**Extrait proposé**
☆ ☆ ☆ ☆ ☆ ☆ ☆
Primo Levi, Auschwitz, ville tranquille, Albin Michel, 2022

 

 C’est une lecture qui vous saisit et ne vous lâche plus, tant que dure l’étude un peu déroutante de ce recueil d’œuvres du plus célèbre rescapé du génocide, de la Shoah. J’ai mis un peu de temps avant de rentrer dans l’esprit de ce livre qui, une fois que j’avais serré la question de plus près, se révéla à moi dans toute sa richesse cauchemardesque, inhumaine.

 

Primo Levi, Auschwitz, ville tranquille, Albin Michel, 2022

 

 

 

 Replacées dans son contexte historique ou plutôt psychologique, j’ai compris pourquoi Primo Levi (1919-1987) a choisi de s’exprimer de cette façon qui requiert  pratiquement l’application d’une interprétation allégorique : le message est au second degré. On fait  semblant de parler de quelque chose d’évident, de normal, mais en réalité le message envoyé se situe ailleurs, notamment dans la description de cet univers concentrationnaire qui défie l’imagination humaine.. Une citation, très brève, résume tout le propos d’un auteur, conscient que ses congénères en ont assez de ces jérémiades, ne veulent plus se laisser gagner par la tristesse et l’indignation, pourtant, Primo Levi dit ce qu’il a à dire. Il contourne les difficultés de ses auditeurs ou lecteur : La mauvaise nouvelle de ce qu’Auschwitz l’homme a été capable de faire à l’homme…

 

Cette déclaration en dit infiniment mieux et plus que n’importante quel exposé sur cette terrible question. J’ignorais que Levi avait eu de grosses difficultés à éditer ses livres qui ont fini par connaître une notoriété mondiale. Et cela, l’auteur l’a très mal vécu, notamment lorsqu’il apprit que son manuscrit avait été refusé par une personne de confession juive. C’est cette coupable indifférence que l’auteur veut combattre avec ses chétifs moyens. Mais Levi n’est pas le seul à avoir été prié de changer de discours ou simplement de cesser de ressasser de douloureux souvenirs que le monde entier, sauf les rescapés, le survivants , voulait oublier enfin… Le phénomène n’est pas uniquement italien, Simone Veil a subi le même sort. Après tant d’années de guerre, ceux que la destruction avait épargnés voulaient savourer la vie à belles dents. Pas de place pour les gêneurs, pour les Cassandre ou les jérémiades. En parcourant d’autres textes de l’auteur, j’ai pu mesurer combien cette attitude a pu lui coûter et le faire souffrir.
☆ ☆ ☆ ☆ ☆ ☆ ☆
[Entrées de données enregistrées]
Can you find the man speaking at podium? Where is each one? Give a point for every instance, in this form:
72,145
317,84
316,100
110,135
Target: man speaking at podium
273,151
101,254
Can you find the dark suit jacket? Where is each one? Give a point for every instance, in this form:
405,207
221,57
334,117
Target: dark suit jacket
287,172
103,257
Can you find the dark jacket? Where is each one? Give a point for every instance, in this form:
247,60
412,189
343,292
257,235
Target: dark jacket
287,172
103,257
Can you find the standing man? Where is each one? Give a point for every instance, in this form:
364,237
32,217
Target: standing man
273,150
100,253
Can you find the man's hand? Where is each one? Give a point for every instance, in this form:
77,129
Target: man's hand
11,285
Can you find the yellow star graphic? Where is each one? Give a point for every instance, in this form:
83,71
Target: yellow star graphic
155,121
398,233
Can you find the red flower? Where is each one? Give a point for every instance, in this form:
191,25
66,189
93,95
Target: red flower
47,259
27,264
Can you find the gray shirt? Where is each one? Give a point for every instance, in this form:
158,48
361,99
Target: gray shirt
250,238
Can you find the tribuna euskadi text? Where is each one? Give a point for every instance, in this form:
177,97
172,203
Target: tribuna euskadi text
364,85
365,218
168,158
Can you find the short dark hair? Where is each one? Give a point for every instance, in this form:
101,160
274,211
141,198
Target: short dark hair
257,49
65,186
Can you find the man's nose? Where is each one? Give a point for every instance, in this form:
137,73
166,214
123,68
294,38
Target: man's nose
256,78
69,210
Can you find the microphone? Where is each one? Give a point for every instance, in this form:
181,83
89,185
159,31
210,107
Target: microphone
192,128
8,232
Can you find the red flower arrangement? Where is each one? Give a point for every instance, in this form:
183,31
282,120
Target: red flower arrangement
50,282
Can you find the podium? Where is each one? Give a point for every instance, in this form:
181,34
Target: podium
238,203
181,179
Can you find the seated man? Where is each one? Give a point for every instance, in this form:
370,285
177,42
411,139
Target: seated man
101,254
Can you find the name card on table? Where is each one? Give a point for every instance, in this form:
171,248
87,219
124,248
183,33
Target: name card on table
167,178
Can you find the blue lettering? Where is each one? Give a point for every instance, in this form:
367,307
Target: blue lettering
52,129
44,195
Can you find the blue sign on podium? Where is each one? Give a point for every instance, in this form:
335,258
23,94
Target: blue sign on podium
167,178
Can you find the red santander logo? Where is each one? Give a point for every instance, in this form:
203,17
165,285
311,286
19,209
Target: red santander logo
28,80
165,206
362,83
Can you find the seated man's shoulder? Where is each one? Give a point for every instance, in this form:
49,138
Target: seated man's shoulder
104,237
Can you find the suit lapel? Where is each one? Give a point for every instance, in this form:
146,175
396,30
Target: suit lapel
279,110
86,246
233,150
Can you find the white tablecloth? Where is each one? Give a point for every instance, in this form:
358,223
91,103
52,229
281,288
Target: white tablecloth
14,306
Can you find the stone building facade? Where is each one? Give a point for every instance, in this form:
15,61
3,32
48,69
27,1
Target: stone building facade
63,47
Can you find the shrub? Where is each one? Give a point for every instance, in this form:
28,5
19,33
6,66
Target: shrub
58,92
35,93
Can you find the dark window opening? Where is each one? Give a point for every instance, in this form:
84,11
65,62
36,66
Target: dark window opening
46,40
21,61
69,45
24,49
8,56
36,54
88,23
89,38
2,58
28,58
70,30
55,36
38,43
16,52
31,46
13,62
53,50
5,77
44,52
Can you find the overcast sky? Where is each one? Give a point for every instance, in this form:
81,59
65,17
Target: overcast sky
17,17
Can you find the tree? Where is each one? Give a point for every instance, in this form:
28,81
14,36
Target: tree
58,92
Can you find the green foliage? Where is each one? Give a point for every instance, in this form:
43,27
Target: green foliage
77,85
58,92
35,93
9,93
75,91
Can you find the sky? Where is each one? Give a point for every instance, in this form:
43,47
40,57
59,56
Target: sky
☆ ☆ ☆ ☆ ☆ ☆ ☆
**Consigne**
Reproduisez mot pour mot le passage de l'extrait consacré à Primo Levi, en commençant à « C’est une lecture » et en terminant à « richesse cauchemardesque, inhumaine. ».

**Tâche accomplie**
C’est une lecture qui vous saisit et ne vous lâche plus, tant que dure l’étude un peu déroutante de ce recueil d’œuvres du plus célèbre rescapé du génocide, de la Shoah. J’ai mis un peu de temps avant de rentrer dans l’esprit de ce livre qui, une fois que j’avais serré la question de plus près, se révéla à moi dans toute sa richesse cauchemardesque, inhumaine.